◆ Task instructions
a) In the mailing-list post titled "Minefield," why does the writer say the other person's position commits them to the existence of "meanings"? Answer in one to three sentences.
b) Continue the mailing-list post titled "Minefield" from the end of its point 3.

◆ Document section
********************
Minefield (Was Re: [lbo-talk] Nepal gays . . . .)

andie nachgeborenen andie_nachgeborenen at yahoo.com
Tue Jan 23 20:19:03 PST 2007


I find it difficult to believe that even after my exposition of the standard problems with the positions you lay out you repeat yourself as if there were no problems and what you said was obvious, transparent, and simple:

1. You assume that societies come packaged nicely and separately into easily definable sets of mutually exclusive social relations and that we can unproblematically identify what these are and where someone in them falls:

2. You never say that you reject the position that the only legitimate descriptions applicable to a member of a society are those that would be statable and accepted with a society itself; you do not respond to my challenge that it is of the essence of social science that we be able to redescribe people in terms familiar to use (within our theories), and perhaps foreign and incomprehensible to them (thus, e.g., by saying that serfs are a class or religion an ideology).

3. You seem to think that terms have stable meanings such that they cannot be redefined even with explanation, thus, Alexander was gay, but of course in Ancient Hellas that meant something different -- for reasons you do not explain, everything after the "but" doesn't count. This commits you to the existence of "meanings," a sort of entity I thought that Quine and others had long since put paid to.
********************
◆ Data segment
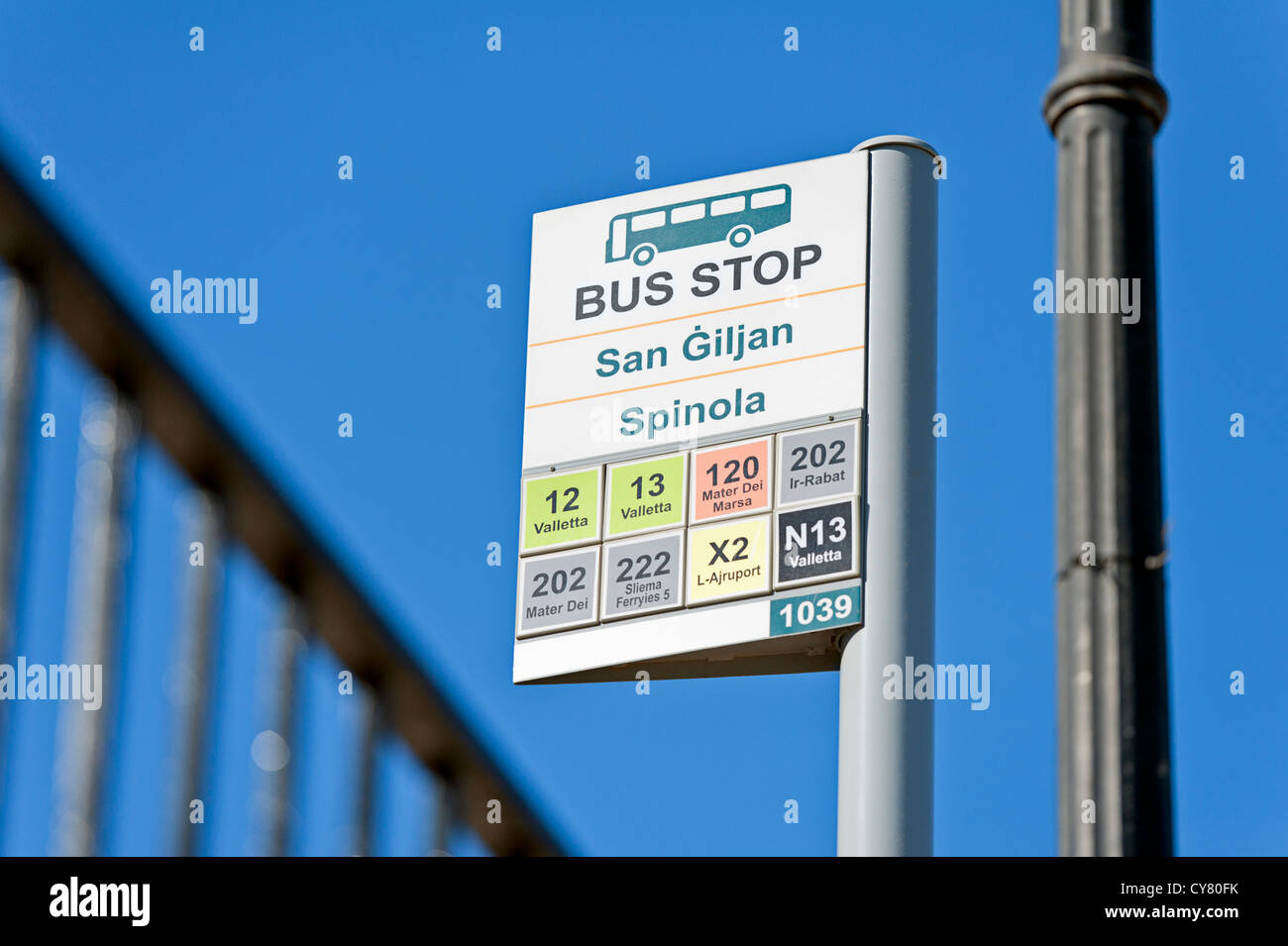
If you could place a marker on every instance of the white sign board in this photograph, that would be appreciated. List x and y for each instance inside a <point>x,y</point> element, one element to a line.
********************
◆ Task-by-task answers
a) The other person seems to think terms have stable meanings that cannot be redefined even with explanation. So when they say Alexander was gay but the word meant something different in Ancient Hellas, everything after the "but" doesn't count for them.

b)
4. You thus commit yourself, as far as I can see, to the worst kind if linguistic relativity -- basically what people are is defined by a language stable only in a vocabulary determined by social relations describable as they would describe them -- even if their assumptions are utterly false by our standards. In fact, I do not see how you avoid the crudest kind of Kuhnian incommensurability on this account, making communication across these hermetically sealed societies impossible, or comprehension of them likewise, without a la Winch, simple learning and using the language game of the "society" -- if that is possible.

I asked you to explain why these were not consequences of your views, why they were not reductios, or how yo avoided them. You did not do so. I cannot understand how someone as informed, intelligent, and knowledgeable as you can not only wander into this minefield, but not recognize that it is a minefield.

ACHTUNG! TODESGEFAHR!

Nothing I say here has not been a standard objection to the sort of thing you say for at least 60 or 70 years.

--- Miles Jackson <cqmv at pdx.edu> wrote:


> andie nachgeborenen wrote:
> > Sounds to me like you embrace the reductio and
> > preclude the application to people in "different"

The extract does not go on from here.